▶ _What this task involves_
Only the lines from the line containing "Label a point on each instance of the pedestrian" to the end of the records, both included, belong in the answer, copied exactly.
++++ The input
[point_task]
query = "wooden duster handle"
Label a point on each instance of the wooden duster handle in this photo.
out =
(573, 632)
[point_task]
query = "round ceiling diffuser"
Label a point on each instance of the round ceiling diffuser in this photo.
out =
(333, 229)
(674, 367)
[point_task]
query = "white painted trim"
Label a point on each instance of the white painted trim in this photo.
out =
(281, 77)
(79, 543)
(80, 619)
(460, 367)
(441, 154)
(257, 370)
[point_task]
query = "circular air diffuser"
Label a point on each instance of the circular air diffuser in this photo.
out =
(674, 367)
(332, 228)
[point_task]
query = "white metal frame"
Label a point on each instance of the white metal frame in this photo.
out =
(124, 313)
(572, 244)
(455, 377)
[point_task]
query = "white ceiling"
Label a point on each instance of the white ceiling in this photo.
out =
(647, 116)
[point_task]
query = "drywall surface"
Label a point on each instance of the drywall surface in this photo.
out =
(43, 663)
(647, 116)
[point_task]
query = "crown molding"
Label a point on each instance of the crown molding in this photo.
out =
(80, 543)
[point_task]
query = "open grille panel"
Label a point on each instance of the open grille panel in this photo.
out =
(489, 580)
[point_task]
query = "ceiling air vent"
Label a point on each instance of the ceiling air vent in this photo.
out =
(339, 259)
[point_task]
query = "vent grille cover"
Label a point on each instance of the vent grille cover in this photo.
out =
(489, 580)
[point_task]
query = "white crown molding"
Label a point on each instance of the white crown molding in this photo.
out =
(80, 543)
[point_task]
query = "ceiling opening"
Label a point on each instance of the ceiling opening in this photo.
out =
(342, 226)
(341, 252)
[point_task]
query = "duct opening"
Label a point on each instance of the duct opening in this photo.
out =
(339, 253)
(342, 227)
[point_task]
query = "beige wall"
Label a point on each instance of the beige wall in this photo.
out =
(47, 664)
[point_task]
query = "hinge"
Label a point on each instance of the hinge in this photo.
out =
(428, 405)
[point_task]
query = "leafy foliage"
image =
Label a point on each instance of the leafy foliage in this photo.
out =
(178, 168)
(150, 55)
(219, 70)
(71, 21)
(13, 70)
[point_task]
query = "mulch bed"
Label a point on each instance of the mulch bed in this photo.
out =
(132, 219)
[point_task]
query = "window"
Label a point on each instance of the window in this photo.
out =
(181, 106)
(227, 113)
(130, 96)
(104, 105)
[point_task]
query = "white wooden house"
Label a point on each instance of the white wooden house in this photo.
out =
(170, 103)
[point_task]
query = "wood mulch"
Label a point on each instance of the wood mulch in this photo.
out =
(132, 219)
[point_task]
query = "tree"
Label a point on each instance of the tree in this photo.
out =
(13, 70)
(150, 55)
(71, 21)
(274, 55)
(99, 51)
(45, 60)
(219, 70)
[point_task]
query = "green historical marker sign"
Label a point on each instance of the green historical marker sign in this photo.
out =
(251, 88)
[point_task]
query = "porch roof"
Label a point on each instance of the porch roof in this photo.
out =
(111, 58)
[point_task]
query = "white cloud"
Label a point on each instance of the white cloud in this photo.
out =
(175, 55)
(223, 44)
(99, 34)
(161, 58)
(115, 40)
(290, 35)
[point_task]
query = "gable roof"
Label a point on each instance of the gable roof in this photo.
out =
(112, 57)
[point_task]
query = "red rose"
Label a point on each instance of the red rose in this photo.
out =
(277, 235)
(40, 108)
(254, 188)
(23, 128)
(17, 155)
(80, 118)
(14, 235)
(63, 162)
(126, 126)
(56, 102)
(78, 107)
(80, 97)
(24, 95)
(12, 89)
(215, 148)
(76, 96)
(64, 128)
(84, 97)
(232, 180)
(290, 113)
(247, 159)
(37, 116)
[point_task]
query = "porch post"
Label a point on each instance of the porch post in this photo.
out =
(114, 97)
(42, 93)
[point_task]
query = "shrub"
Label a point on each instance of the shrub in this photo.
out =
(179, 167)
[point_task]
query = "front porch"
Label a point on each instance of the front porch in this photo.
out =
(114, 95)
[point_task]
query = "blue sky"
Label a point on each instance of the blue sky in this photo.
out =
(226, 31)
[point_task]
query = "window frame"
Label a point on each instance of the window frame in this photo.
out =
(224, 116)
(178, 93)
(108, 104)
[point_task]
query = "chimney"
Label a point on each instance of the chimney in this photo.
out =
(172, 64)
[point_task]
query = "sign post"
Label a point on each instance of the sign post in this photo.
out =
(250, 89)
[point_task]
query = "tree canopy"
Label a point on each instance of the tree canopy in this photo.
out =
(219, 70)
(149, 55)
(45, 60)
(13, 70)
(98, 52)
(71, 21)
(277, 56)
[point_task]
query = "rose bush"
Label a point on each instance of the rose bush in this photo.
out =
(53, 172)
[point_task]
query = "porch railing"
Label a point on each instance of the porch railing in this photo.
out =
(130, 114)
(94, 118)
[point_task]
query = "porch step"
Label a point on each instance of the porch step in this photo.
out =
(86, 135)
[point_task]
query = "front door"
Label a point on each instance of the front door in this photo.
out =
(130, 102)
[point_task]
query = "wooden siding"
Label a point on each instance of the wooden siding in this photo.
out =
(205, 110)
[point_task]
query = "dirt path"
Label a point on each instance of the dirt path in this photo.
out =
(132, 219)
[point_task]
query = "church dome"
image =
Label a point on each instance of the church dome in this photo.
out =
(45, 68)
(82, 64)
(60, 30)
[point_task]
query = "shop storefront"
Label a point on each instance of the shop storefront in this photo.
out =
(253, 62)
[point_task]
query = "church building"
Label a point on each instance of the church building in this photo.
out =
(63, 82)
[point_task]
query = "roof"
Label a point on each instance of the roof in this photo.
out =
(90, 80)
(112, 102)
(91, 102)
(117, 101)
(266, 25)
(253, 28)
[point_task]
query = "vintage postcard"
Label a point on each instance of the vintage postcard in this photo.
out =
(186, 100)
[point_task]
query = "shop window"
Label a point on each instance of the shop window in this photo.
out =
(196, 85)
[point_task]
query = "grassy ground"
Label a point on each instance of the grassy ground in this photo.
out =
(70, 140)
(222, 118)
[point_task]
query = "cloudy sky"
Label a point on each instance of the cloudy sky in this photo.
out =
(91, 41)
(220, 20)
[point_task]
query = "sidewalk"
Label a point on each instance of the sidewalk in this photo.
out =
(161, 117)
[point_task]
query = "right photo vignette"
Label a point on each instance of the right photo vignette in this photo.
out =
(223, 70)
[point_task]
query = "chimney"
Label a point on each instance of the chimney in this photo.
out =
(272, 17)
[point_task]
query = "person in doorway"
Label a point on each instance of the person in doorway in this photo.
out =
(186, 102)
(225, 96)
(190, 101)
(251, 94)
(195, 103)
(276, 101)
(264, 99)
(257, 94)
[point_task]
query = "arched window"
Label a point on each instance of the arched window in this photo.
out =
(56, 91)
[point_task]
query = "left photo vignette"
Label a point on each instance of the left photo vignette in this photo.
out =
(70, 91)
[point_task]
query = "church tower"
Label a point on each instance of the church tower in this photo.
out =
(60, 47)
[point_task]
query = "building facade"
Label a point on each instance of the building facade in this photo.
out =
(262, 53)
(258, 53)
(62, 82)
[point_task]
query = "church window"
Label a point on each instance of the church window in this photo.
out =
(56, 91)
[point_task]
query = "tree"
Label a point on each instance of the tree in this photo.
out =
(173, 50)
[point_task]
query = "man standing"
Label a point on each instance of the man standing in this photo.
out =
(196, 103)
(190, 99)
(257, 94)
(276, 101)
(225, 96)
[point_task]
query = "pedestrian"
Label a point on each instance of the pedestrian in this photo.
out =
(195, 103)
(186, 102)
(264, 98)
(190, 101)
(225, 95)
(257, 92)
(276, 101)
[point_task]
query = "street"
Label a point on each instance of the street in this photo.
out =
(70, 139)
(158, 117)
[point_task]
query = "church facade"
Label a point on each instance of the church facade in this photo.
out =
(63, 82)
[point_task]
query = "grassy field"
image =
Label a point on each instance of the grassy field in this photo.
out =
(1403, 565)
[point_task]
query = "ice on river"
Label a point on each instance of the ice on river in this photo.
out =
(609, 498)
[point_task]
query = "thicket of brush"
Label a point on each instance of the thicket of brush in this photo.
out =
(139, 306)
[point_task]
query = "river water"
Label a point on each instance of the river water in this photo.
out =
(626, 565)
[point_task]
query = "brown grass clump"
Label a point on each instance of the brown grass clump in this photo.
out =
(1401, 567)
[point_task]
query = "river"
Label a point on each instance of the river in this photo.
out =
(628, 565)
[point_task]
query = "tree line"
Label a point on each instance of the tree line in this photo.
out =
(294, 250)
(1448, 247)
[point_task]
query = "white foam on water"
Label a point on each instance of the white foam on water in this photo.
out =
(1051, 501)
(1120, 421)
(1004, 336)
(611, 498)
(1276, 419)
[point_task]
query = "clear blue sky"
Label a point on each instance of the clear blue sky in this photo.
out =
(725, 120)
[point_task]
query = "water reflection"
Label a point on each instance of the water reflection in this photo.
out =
++++++++
▶ _Expected answer_
Label a point on each instance of the pedestrian in this photo.
out =
(195, 103)
(186, 102)
(264, 98)
(190, 101)
(225, 95)
(257, 92)
(276, 101)
[point_task]
query = "street"
Label a point on each instance of the street in this photo.
out =
(70, 139)
(158, 117)
[point_task]
query = "church facade"
Label a point on each instance of the church facade in this photo.
out =
(63, 82)
[point_task]
query = "grassy field"
image =
Label a point on each instance of the grassy field in this photo.
out =
(1403, 565)
[point_task]
query = "ice on river"
Label a point on each instance of the ice on river in this photo.
out =
(609, 498)
[point_task]
query = "thicket of brush"
Label a point on each instance of the thicket of brush in this photo.
out =
(139, 306)
[point_task]
query = "river water"
Label a point on each instance of the river water in this photo.
out =
(626, 565)
[point_task]
query = "brown grass clump"
Label a point on each instance of the brown grass clump in this photo.
out =
(1401, 567)
[point_task]
query = "river"
Label a point on each instance of the river in this photo.
out =
(628, 565)
[point_task]
query = "tree line"
Label a point on each instance of the tree line in this photo.
out =
(294, 250)
(1448, 247)
[point_task]
query = "white foam on water"
Label a point on each instance of the white foam on water in this photo.
out =
(1051, 501)
(1120, 421)
(1004, 336)
(611, 498)
(1276, 419)
[point_task]
query = "clear blue sky"
Label a point on each instance of the clear blue sky in this photo.
out =
(725, 120)
[point_task]
query = "water reflection"
Label a point on each instance of the water reflection in this photo.
out =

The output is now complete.